> [PAGE TEXT]
::::::::
Search code examples
mysqlwordnet

Princeton Wordnet database - two different synset identifiers?


I am trying to make sense of the different identifiers in the Princeton Wordnet database. I am using version 3.1. You can read about the structure here but my focus is on the synsets table.

The Synset Table The synsets table is one of the most important tables in the database. It is responsible for housing all the definitions within WordNet. Each row in the synset table has a synsetid, a definition, a pos (parts of speech field) and a lexdomainid (which links to the lexdomain table) There are 117373 synsets in the WordNet Database.

When I search for the word joy in my senses table, I see that there are four different results (2 nouns and 2 vebs). From there, I can identify the sense/meaning that I am looking for, which is the one that corresponds to the meaning:

"the emotion of great happiness"

So I have now found the result that I am looking for. The synset id of this result is 107542591 and I can search this id to find other words with the same sense/meaning.

Screenshot of synset id

However, when I use some online versions of Wordnet and I search for words in the synset "the emotion of great happiness", I see a different type of identifier. This identifier is 07527352-n.

For example, you can see it at the top-left corner of this site. On that same site, in the address bar you'll see that identifier is referred to as the synset id: &synset=07527352-n.
::::::::
> [GIVEN RECORDS]
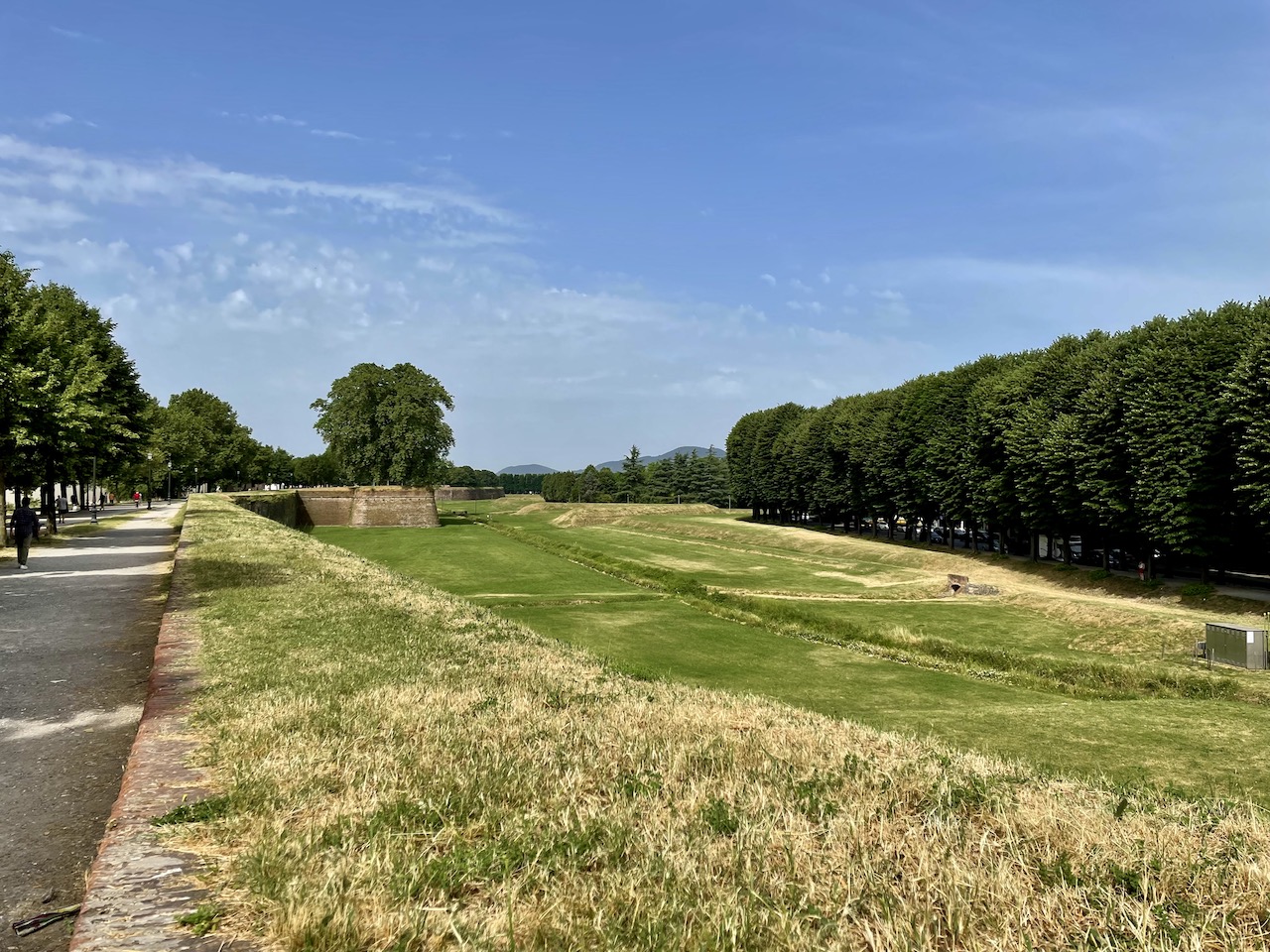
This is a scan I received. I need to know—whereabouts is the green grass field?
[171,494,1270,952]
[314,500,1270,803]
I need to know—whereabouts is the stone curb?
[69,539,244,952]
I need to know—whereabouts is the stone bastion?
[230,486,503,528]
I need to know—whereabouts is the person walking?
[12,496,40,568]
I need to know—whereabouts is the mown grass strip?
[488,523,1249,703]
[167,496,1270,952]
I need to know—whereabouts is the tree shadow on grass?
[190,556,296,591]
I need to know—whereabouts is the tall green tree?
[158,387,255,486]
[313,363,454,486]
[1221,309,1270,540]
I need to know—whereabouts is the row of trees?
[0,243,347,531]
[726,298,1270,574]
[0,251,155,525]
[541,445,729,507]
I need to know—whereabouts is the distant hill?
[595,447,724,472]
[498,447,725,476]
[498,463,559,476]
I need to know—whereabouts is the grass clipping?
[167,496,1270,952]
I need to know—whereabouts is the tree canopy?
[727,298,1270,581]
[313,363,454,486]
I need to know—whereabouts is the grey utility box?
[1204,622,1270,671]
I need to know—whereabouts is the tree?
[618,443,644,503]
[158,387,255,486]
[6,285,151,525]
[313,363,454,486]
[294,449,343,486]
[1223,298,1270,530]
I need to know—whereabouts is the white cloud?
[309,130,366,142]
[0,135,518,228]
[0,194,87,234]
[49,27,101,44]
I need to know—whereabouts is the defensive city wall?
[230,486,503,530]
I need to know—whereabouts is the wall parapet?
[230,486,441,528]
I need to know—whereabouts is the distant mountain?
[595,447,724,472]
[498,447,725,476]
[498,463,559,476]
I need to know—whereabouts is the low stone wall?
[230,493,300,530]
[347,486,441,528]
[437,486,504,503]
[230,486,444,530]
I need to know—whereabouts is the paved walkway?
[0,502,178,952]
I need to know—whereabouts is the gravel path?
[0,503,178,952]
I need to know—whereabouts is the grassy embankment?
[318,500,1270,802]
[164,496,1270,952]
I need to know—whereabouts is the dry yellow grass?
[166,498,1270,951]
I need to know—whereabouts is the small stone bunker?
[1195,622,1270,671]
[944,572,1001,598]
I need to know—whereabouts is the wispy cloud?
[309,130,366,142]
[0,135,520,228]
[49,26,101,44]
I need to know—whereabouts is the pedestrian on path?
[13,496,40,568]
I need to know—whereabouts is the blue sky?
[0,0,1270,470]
::::::::
> [TASKS TO PERFORM]
- A) List each field that, according to the WordNet forum post, every row in the synset table has.
- B) Continue the WordNet synset identifier post from its last sentence.

> [RESULTS OF THE TASKS]
- A)
- synsetid
- definition
- pos (parts of speech field)
- lexdomainid

- B)
I would like to know how to retrieve the second type of identifier for a given synset. I've read through the documentation here and searched through the raw data files, but I cannot figure it out.

Thank you!


Solution

  • There are two things going on.

    First, MySQL does not like ids starting with a 0, so they start with 1. (Specifically, nouns get a 1 prefix, verbs 2, adjectives 3, and adverbs get a 4 prefix: see WordNet identifiers section at http://wordnet-rdf.princeton.edu/ )

    Second, 07542591 is from WordNet 3.1 (I've checked both the raw WordNet files, and the SQL files, and they both use this).

    "07527352" is from an older version of WordNet. In the case of Chinese WordNet I believe they use WordNet 3.0. http://compling.hss.ntu.edu.sg/cow/

    Additional: https://stackoverflow.com/a/33348009/841830 has more information. Strangely, I've not been able to track a simple 3.0 to 3.1 conversion table yet... but I'm sure I've seen one.